───── TEXT

Showing posts with label congestive heart failure. Show all posts
Showing posts with label congestive heart failure. Show all posts

Wednesday, November 28, 2018

There's No Comeback Without a Setback

If you've ever had a setback in your life, you will identify with this post.

My definition of a "setback" is an event or action that keeps you from moving forward;  it stops you dead in your tracks and, sometimes, makes you feel like giving up.  Many of us have been on the setback trail.

I've had plenty of setbacks throughout my life--both personal and professional.  I can go all the way back to my high school days and remember how I tried out for the cheerleading squad but didn't make it (the first time around).  My excuse was "I wasn't the right shade of black."  After I got over being "in my feelings" I came back to reality and worked hard over the next year until it was time to tryout again and, yes, I made it!

I remember the first time I tried to land a job as a TV reporter at the ABC Affiliate WCTI in NC and was told point blank by a former News Director that I didn't have what it took to be a member of his Eye-Witness News Team.  I was devastated.  My ego was crushed because I just knew I was going to be successful in a career I'd wanted my entire life.  (Yes, I had a TERRIBLE audition tape but was convinced my personality would at least get me in the door).  That experience taught me a lot about perseverance and faith.  It also taught me about networking and connecting with people for future reference because back in the mid 1980's, networking as we know it today was unheard of.  It was through that "connection" that a door opened and I walked in BOLDLY as the newest edition to the WITN-TV news team.

Raising a child as a single parent, after divorce, was also a challenge especially when I thought I had married the man of my dreams.  But some dreams can become nightmares as I learned and it became an emotional and draining setback.

But I have to tell you, the BIGGEST setback I have experienced in my life has been related to my health.  In 1999, I was diagnosed with congestive heart failure (after being misdiagnosed as having bronchitis).  It took a good two to three years and all kinds of medication to get my heart to function normally again.  I was forced to go out on sick leave for months.  But God's Grace carried me through that setback to prepare me for my next journey.

Less than six months ago, I suffered a another major setback with my congestive heart failure diagnosis.  I started feeling bad---like I was catching a cold. It got progressively worse.  I could barely walk any distance without gasping for air.  I couldn't sleep without feeling like I was choking to death.  I tried to exercise but it wasn't helping. I finally made a doctor's appointment.  Because of my history, the cardiologist felt an echocardiogram was necessary.  It revealed the following:

I WOULD ESTIMATE THE LEFT VENTRICULAR EJECTION FRACTION NO GREATER THAN 25%. RIGHT VENTRICULAR SYSTOLIC PRESSURES ESTIMATED IN THE 40 MMHG RANGE.  SINCE PRIOR ECHOCARDIOGRAM LEFT VENTRICULAR EJECTION FRACTION HAS DECREASED AND THE LEFT
VENTRICLE HAS DILATED

Now for those of you who may not understand what this means, let me explain.  A normal "Ejection Fraction" operates at 50 percent or better.  Mine was at 25 percent---having DROPPED from 40 percent that last time I had the test in 2015.  My doctor was talking about open heart surgery but I was adamant about going under the knife.  I asked her to "trust my process"; to give me an opportunity to get my health together.  In hindsight, I'm not sure why I said that but she went for it and told me we would revisit the subject if I showed no or little signs of improvement by my next visit.

──────────
───── EXTRACTED MATERIAL

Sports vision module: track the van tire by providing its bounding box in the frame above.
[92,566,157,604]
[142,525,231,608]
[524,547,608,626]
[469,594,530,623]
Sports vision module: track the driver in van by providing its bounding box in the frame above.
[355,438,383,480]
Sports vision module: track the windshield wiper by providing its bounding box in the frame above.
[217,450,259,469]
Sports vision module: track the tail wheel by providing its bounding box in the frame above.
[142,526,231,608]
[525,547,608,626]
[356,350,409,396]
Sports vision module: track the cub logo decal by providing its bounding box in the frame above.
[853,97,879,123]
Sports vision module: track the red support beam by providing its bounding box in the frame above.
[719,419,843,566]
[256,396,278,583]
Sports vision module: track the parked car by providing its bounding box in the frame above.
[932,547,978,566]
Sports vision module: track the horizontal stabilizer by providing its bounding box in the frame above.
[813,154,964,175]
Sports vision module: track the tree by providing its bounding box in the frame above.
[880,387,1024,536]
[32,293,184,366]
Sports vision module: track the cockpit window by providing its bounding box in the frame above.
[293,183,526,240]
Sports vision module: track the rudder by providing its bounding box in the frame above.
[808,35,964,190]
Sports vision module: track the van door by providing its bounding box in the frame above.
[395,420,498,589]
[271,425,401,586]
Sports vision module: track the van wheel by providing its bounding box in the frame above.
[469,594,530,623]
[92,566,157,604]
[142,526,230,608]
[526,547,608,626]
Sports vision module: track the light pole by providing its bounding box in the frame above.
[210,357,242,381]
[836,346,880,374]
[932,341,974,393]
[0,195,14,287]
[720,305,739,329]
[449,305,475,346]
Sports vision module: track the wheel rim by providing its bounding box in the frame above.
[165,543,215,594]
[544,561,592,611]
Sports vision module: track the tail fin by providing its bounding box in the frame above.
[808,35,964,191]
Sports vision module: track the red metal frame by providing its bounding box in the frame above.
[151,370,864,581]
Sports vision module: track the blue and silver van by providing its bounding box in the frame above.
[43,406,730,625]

──────────

_BRIEF_:
In the blog post, what illness was the writer wrongly diagnosed with before the 1999 diagnosis of congestive heart failure? The items are separate material and have nothing to do with the blog post.

_TASK SOLUTION_:
Bronchitis.